Task requirements: Gather every line in the listing below that contains the string "positive", and copy each one out in full.

---- Data supplied

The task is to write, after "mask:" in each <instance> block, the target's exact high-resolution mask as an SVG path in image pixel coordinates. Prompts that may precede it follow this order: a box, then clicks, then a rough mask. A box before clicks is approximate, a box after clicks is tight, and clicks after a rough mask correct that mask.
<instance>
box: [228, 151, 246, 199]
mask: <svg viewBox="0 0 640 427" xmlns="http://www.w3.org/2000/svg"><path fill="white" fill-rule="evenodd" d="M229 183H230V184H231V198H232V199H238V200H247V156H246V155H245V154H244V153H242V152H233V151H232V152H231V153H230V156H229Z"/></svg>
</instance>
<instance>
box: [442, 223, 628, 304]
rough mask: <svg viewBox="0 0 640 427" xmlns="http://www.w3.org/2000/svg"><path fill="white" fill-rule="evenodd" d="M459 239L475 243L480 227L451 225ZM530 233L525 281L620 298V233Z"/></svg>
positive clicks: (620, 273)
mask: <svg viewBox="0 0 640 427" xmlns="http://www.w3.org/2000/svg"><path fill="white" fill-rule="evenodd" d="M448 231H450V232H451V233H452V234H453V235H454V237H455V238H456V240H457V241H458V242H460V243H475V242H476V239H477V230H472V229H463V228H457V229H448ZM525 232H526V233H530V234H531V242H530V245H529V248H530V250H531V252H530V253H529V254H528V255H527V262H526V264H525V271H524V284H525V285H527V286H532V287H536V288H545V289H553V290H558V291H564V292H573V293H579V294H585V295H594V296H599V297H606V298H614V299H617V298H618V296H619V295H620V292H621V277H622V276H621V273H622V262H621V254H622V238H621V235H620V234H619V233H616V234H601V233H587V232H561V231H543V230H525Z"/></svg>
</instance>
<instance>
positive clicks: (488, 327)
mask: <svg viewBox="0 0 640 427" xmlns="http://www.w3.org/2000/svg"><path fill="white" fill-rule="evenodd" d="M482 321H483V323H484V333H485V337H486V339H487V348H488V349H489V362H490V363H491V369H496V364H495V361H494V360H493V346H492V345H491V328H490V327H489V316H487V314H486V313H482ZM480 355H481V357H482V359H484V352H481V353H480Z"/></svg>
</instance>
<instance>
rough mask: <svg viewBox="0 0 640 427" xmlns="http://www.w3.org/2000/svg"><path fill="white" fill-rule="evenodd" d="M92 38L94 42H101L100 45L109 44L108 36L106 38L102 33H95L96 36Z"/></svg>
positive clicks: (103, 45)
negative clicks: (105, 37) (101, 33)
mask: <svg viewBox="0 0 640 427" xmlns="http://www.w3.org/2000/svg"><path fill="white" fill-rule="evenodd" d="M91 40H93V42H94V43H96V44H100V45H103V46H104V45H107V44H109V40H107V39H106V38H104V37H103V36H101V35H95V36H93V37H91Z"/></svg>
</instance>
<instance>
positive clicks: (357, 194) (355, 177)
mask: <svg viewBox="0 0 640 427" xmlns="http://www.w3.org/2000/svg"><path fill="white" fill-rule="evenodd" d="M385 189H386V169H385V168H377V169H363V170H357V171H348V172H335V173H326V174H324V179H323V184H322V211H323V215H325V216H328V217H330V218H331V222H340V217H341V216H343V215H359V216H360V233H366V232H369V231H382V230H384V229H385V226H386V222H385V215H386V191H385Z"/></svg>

--------

Output below:
positive clicks: (620, 273)
positive clicks: (488, 327)
positive clicks: (103, 45)
positive clicks: (357, 194) (355, 177)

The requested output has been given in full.